→ **Task to complete**
Extend the forum thread on refunds for faulty goods, beginning right after its last line.

→ **Source excerpt**
# Refunds on faulty goods?



## Smurf1976 (31 December 2007)

Can someone confirm for me what the law is (I know, just your opinion and not a lawyer etc) regarding returning faulty goods?

I have a faulty electrical appliance that failed the first time I went to use it yesterday. Bought it a couple of weeks ago.

Now, I know that the store / manufacturer has to refund / replace / repair it. But what I want to know is can they insist on a repair (which will take forever...) or am I entitled to a refund / replacement given that it was clearly faulty when I bought it?

The wording on the store's website (Big W) implies that they will repair only but I am thinking that maybe they have to refund / replace since it's brand new? Or that there would at least be a time limit on how long the repairs can take? I just want to arm myself with the facts as I'd rather avoid the repair option if at all possible.


----------



## visual (31 December 2007)

Smurf1976 said:


> Can someone confirm for me what the law is (I know, just your opinion and not a lawyer etc) regarding returning faulty goods?
> 
> I have a faulty electrical appliance that failed the first time I went to use it yesterday. Bought it a couple of weeks ago.
> 
> ...




Legally I think you'll find repair is the first option, but being Big W, more than likely they'll replace it. Depending on what it is, just insist on your not being able to cope without it.


----------



## Francis Begbie (31 December 2007)

Agree with visual, it's not so much the law they are bound by, but rather consumer satisfaction. So if you make it out that it's a hassle they will almost definitely replace it. I work with Woolworths, so i know what customers can get away with (not that you're doing anything wrong).


----------



## rederob (31 December 2007)

Smurf
If you have the docket for the purchase, then BIG W will replace the faulty item, exchange it if you prefer another product (price refund or you make up the extra). Or, they will give you a full refund.
If they don't, then pm me (I am in a position of influence!).
However, if you do not have the original purchase docket, whistle Dixie.


----------



## visual (31 December 2007)

Actually smurf you actually don't need the docket if the item is faulty, under the law you are entitled to actually get what it is you paid for and it has to satisfy your that it does what it says. So no docket necessary, no refund though just replacement. If you need to clarify this look up consumer affair, they'll have more information


----------



## Doris (31 December 2007)

rederob said:


> Smurf
> If you have the docket for the purchase, then BIG W will replace the faulty item, exchange it if you prefer another product (price refund or you make up the extra). Or, they will give you a full refund.
> If they don't, then pm me (I am in a position of influence!).
> However, if you do not have the original purchase docket, whistle Dixie.




I bought a vacuum cleaner from Big W in BNE for a daughter and it had very little suction.  I'd thrown out the docket.  BigW took back the vac and took my details and refunded the money by cheque in the mail two weeks later.  Had I wished to exchange it they said they would.  But I went to a specialist store for a higher powered one.  It did not do what I had puchased it to do.

Stores must by law (in QLD for certain) give a refund for faulty items but not if you change your mind about the colour!


----------



## Uncle Festivus (31 December 2007)

Applies to NSW, but I assume should apply to other states as well. Basically it is your choice of refund, replace or repair (in that order), if you satisfy the criteria - 



> Consumers may ask for a refund if the goods purchased:
> 
> have a basic, serious fault that was not known by the consumer at the time of purchase
> do not do the job that the consumer was led to believe they would do
> ...

→ **Excerpts from a location annotation dataset**
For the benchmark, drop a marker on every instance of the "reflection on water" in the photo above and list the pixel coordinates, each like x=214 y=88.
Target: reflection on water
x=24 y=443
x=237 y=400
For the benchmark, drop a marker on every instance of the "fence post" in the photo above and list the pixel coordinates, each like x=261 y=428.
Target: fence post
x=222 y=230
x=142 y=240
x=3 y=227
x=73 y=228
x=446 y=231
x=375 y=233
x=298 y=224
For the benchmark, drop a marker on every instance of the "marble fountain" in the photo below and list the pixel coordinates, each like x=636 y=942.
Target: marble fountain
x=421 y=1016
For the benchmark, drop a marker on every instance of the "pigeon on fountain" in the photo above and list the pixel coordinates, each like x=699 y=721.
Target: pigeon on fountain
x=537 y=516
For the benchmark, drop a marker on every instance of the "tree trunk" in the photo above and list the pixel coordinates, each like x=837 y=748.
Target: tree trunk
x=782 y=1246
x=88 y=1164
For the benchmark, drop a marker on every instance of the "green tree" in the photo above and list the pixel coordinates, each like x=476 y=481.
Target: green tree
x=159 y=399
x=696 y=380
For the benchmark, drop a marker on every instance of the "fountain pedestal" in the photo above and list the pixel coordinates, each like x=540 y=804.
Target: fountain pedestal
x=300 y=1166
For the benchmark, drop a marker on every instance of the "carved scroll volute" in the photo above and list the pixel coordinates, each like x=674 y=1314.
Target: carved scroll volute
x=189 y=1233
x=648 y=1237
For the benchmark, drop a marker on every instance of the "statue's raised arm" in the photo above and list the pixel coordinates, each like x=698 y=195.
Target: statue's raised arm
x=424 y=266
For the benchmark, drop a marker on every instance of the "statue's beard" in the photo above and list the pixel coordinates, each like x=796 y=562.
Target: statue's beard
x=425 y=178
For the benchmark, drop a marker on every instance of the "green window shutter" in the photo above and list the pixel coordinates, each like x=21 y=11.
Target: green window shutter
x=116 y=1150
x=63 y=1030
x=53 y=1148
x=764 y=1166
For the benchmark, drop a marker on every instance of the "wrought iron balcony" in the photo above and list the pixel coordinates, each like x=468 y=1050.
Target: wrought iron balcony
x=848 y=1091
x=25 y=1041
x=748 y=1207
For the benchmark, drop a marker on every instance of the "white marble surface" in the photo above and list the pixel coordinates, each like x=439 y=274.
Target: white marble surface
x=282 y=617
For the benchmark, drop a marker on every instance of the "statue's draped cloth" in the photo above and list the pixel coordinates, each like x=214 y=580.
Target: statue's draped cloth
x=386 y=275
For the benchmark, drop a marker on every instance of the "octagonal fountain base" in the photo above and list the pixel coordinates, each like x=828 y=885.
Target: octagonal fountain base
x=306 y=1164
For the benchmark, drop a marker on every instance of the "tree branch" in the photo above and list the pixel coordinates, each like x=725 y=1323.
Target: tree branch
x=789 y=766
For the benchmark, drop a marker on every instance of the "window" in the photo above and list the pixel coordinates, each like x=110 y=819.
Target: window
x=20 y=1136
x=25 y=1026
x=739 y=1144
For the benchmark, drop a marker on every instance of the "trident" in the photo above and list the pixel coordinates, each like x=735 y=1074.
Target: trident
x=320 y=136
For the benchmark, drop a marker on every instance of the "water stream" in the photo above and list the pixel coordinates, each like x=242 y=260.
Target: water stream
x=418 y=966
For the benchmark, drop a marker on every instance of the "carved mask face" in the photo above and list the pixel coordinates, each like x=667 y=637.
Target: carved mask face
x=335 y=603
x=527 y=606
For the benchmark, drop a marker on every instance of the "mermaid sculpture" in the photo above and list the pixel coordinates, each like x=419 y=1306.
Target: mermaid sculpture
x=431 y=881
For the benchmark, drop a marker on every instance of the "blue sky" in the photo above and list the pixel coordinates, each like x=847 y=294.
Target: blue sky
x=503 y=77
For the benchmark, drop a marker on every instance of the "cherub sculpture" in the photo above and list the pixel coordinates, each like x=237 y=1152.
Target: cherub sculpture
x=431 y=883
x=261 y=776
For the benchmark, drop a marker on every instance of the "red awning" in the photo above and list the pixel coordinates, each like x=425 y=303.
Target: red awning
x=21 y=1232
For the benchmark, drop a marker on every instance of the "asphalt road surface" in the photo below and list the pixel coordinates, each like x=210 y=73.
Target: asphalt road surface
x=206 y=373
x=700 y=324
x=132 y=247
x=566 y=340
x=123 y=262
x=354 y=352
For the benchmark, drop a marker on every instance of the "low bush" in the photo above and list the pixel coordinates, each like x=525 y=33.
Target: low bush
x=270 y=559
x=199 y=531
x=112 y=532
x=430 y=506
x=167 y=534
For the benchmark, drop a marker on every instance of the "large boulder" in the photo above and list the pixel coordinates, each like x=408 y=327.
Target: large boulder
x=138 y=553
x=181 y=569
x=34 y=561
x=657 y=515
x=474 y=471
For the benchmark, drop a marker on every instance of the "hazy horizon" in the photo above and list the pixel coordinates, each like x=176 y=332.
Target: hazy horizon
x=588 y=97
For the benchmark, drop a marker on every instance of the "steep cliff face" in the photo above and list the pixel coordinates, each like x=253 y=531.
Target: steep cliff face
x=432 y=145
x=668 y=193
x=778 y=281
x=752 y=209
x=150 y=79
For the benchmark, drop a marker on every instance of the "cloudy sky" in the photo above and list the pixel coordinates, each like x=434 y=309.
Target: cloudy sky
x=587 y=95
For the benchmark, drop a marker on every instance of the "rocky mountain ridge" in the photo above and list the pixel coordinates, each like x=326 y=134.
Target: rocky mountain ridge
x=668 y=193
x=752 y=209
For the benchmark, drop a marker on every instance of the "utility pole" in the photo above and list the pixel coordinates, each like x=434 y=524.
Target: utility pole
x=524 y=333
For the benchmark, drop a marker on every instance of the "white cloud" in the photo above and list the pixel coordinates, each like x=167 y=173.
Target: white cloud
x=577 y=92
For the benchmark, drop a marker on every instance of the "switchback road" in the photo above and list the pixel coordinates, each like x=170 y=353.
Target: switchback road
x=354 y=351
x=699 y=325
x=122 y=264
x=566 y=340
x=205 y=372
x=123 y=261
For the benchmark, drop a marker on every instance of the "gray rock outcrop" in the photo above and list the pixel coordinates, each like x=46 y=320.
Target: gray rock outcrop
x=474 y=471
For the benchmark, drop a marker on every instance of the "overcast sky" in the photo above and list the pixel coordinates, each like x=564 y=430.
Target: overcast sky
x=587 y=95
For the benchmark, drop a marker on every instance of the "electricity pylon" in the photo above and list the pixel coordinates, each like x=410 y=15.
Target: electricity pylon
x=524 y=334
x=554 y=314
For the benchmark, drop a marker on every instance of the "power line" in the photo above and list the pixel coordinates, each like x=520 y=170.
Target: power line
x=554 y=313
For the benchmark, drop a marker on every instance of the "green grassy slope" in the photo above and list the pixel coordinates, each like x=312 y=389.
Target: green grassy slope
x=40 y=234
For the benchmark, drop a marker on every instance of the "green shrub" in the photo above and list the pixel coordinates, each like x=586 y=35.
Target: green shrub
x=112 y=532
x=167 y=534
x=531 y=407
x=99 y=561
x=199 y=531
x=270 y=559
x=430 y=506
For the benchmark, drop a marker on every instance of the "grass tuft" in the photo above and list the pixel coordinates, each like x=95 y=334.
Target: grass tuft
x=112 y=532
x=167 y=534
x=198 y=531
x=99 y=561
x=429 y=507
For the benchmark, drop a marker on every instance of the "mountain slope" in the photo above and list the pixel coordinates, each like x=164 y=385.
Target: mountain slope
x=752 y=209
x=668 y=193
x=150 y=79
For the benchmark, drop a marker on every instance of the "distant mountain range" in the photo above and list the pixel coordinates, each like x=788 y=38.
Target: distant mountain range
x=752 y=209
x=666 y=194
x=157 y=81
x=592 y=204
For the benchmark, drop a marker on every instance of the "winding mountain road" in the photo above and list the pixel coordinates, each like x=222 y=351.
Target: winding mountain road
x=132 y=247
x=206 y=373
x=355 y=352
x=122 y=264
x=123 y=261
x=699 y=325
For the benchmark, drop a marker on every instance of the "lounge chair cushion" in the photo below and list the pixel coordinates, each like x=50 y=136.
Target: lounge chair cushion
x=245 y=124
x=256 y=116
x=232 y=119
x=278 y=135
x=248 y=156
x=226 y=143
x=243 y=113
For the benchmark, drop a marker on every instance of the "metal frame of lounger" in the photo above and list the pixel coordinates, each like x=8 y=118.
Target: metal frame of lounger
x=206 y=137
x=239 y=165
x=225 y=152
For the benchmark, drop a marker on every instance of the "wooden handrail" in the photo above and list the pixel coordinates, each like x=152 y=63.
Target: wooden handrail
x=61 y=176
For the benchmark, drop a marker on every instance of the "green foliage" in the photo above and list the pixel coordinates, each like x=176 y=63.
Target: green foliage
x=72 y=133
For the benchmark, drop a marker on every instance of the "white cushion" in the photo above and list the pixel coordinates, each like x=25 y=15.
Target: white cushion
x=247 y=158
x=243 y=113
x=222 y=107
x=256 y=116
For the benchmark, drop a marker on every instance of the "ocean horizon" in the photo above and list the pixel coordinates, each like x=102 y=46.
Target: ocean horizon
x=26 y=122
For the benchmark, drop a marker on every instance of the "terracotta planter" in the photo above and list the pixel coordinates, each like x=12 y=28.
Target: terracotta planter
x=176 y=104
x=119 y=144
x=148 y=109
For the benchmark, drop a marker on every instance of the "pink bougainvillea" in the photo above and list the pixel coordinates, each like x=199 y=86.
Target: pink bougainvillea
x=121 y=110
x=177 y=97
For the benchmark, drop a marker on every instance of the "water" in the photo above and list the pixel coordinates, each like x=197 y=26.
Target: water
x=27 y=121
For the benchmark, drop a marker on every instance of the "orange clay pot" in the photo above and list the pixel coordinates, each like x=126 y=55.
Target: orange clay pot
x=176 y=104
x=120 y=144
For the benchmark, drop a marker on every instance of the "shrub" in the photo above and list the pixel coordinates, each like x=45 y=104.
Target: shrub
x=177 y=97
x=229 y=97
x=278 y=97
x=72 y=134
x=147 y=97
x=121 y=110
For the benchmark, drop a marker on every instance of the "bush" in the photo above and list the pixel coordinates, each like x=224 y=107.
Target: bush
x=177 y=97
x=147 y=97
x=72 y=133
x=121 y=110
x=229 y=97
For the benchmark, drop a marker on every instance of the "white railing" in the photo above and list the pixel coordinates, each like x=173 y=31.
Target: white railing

→ **Reply to the exercise**
You need your docket otherwise it is up to the discretion of the merchant.

http://www.fairtrading.nsw.gov.au/shopping/refundsandrepairs.html


----------



## krisbarry (31 December 2007)

visual said:


> Actually smurf you actually don't need the docket if the item is faulty, under the law you are entitled to actually get what it is you paid for and it has to satisfy your that it does what it says. So no docket necessary, no refund though just replacement. If you need to clarify this look up consumer affair, they'll have more information




Actually X 3   Hmmmmmmm


----------



## Judd (31 December 2007)

This is a link to an area of the ACCC's web-site on Warranties and Refunds.

http://www.accc.gov.au/content/index.phtml/itemId/322947


----------



## The Mint Man (31 December 2007)

being Big W I don't think you have much to worry about. just line up at the front desk and ask for a refund or whatever your after.

Cheers


----------



## Smurf1976 (31 December 2007)

Thanks everyone. I just wanted to know where I stood before taking it back. Will take it back this afternoon and yes I have the docket.


----------



## RichKid (31 December 2007)

Smurf1976 said:


> Thanks everyone. I just wanted to know where I stood before taking it back. Will take it back this afternoon and yes I have the docket.




Hi Smurf, Great answers above, I'm not a lawyer either but you could throw around phrases like not 'fit for purpose' and 'latent defect' if you wish! You paid a sum of money in exchange for what reasonably appeared to be a product in full working condition and fit for the purpose it was manufactured for- what you got was something less than what you bargained for. You should be restored to your former position (ie a refund at the very least if you choose one). 

Once at BigW, I'd ask for the manager immediately if a floor supervisor isn't helpful, explain you situation clearly and concisely and be very polite, very firm and confident- they need to know that you wont go away. My experience of BigW is that they are generally quite helpful with refunds and returns- you've got the docket and you're being prompt so there should be no hassle.

fwiw to consumers generally- you may choose to look at the Sale of Goods Act 1923 (NSW), Fair Trading Act 1987 (NSW) and the Trade Practices Act 1975 (Cth) (see www.austlii.edu.au for these statutes) in relation to this and similar claims. Those Acts aren't easy to understand but if you every need a substitute for a sleeping pill...

The first point of contact if the dispute escalates is the local consumer affairs dept or a community legal centre (I think that the NRMA has a free legal service of some sort as well for members)....or you could try ASF as per the usual for tips! www.Choice.com.au has good tips as well.

Also, don't feel that you are hemmed in by the terms of warranties or refund/exchange conditions- you can always negotiate and the law doesn't allow for a lot of the conditions which retailers conjure up for themselves (eg what is a reasonable period before you lose the right to return an item? is it the period on the docket....is it 3 weeks? 3 months?....).


----------



## rederob (31 December 2007)

visual said:


> Actually smurf you actually don't need the docket if the item is faulty, under the law you are entitled to actually get what it is you paid for and it has to satisfy your that it does what it says. So no docket necessary, no refund though just replacement. If you need to clarify this look up consumer affair, they'll have more information



That's definitely not the case.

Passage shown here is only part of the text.